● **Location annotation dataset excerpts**
begin
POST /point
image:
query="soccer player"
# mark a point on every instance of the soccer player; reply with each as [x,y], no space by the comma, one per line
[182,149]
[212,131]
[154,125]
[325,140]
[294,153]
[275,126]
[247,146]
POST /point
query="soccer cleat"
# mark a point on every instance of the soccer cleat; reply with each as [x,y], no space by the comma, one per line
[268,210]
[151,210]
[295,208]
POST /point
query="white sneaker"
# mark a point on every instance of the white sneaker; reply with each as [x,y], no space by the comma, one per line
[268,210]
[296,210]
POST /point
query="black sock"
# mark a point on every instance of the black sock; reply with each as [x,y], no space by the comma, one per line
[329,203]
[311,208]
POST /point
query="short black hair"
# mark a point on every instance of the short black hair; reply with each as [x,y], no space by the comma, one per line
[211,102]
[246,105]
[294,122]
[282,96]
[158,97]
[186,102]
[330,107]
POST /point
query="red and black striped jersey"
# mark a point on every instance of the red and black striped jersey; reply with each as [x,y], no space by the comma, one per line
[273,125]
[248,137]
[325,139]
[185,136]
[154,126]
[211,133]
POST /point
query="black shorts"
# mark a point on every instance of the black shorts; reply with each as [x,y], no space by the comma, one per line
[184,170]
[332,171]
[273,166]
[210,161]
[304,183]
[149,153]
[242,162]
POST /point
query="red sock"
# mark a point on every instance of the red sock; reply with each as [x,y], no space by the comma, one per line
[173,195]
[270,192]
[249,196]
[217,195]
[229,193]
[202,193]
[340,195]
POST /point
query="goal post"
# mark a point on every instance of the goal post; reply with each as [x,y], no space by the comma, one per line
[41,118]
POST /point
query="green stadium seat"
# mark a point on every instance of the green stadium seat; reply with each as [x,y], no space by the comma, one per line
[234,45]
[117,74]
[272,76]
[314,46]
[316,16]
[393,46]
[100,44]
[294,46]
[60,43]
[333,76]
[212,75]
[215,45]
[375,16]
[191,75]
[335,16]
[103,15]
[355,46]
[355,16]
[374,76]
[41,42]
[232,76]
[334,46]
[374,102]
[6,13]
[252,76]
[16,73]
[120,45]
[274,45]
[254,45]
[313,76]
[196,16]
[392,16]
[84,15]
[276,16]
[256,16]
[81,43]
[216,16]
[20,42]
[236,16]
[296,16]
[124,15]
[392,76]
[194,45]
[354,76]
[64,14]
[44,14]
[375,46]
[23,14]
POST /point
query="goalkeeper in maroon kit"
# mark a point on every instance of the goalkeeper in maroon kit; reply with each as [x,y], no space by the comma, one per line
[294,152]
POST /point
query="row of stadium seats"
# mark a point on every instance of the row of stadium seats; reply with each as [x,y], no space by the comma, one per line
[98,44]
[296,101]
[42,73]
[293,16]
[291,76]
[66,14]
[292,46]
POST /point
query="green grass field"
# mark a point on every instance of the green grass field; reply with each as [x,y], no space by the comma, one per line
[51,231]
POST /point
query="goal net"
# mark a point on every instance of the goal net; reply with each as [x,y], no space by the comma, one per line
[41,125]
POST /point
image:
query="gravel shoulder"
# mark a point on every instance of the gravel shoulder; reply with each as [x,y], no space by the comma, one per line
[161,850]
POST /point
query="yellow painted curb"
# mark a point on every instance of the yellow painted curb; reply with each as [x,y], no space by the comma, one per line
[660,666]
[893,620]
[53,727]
end
Please restate the records in full, word for word.

POST /point
image:
query="soccer player"
# mark a point on every instance of the soccer player; reply with each as [x,y], no space by the comma, one per line
[182,149]
[212,131]
[154,125]
[325,140]
[294,153]
[275,126]
[247,146]
POST /point
query="soccer cleat"
# mark a point on every instance of the soccer cleat; reply with each as [x,y], no space by the comma, one per line
[268,210]
[151,210]
[295,208]
POST /point
query="white sneaker"
# mark a point on every instance of the white sneaker; reply with each as [x,y], no space by the comma, one per line
[268,210]
[296,210]
POST /point
query="black sock"
# mark a point on every instance of the black sock; reply with each as [x,y], no space by the comma, one per line
[329,203]
[311,208]
POST /point
query="short black hair"
# mark a point on every instance of the short black hair; reply with each as [x,y], no space by the comma, one per line
[211,102]
[246,105]
[294,122]
[282,96]
[158,97]
[186,102]
[330,107]
POST /point
query="red and black striped jersey"
# mark a point on every instance of the red and black striped jersey; reply with each as [x,y], no space by the comma, one per line
[273,125]
[248,137]
[325,139]
[185,136]
[154,126]
[211,133]
POST /point
query="black shorts"
# mark a point on every instance of the black shorts; reply with each as [x,y], no space by the comma, one per line
[184,170]
[332,171]
[273,166]
[210,161]
[304,183]
[149,153]
[242,162]
POST /point
query="red sock"
# mark a point on every instance of the red sock; reply with each as [x,y], no space by the comma, one per line
[173,195]
[270,192]
[249,196]
[217,195]
[229,193]
[202,193]
[340,195]
POST /point
query="goal post"
# mark a point on every instance of the goal post; reply with each as [x,y], no space by the comma, one per line
[41,118]
POST /point
query="green stadium seat"
# mark a point on every instance of the green stadium seat; reply with each as [x,y], no space by the comma, one per line
[234,45]
[117,74]
[272,76]
[314,46]
[316,16]
[393,46]
[100,44]
[294,46]
[60,43]
[333,76]
[212,75]
[215,45]
[375,16]
[191,75]
[335,16]
[103,15]
[355,46]
[355,16]
[374,76]
[41,42]
[232,76]
[334,46]
[374,102]
[6,13]
[252,76]
[16,73]
[120,45]
[274,45]
[254,45]
[313,76]
[196,16]
[392,16]
[84,15]
[276,16]
[256,16]
[81,43]
[216,16]
[20,42]
[236,16]
[296,16]
[124,15]
[392,76]
[194,45]
[354,76]
[64,14]
[44,14]
[375,46]
[23,14]
POST /point
query="goalkeeper in maroon kit"
# mark a point on every instance of the goalkeeper in maroon kit; reply with each as [x,y], no space by the comma, one per line
[294,152]
POST /point
query="row of stadium seats"
# mark a point on every instance of the row of stadium seats; reply with each as [x,y], no space by the comma, one per line
[98,44]
[296,101]
[42,73]
[293,16]
[291,76]
[66,14]
[292,46]
POST /point
query="green grass field"
# mark a point on every instance of the green grass field; reply with each as [x,y], no space by the comma, one per line
[51,231]
POST /point
query="goal net"
# mark a point on every instance of the goal net; reply with each as [x,y], no space by the comma, one per line
[41,125]
POST /point
image:
query="gravel shoulder"
# mark a point on every instance of the gravel shoulder; reply with each as [x,y], no space by the comma, one per line
[161,850]
POST /point
query="yellow painted curb"
# mark a point on every instance of the yellow painted curb; reply with each as [x,y], no space by the comma, one per line
[660,666]
[893,620]
[53,727]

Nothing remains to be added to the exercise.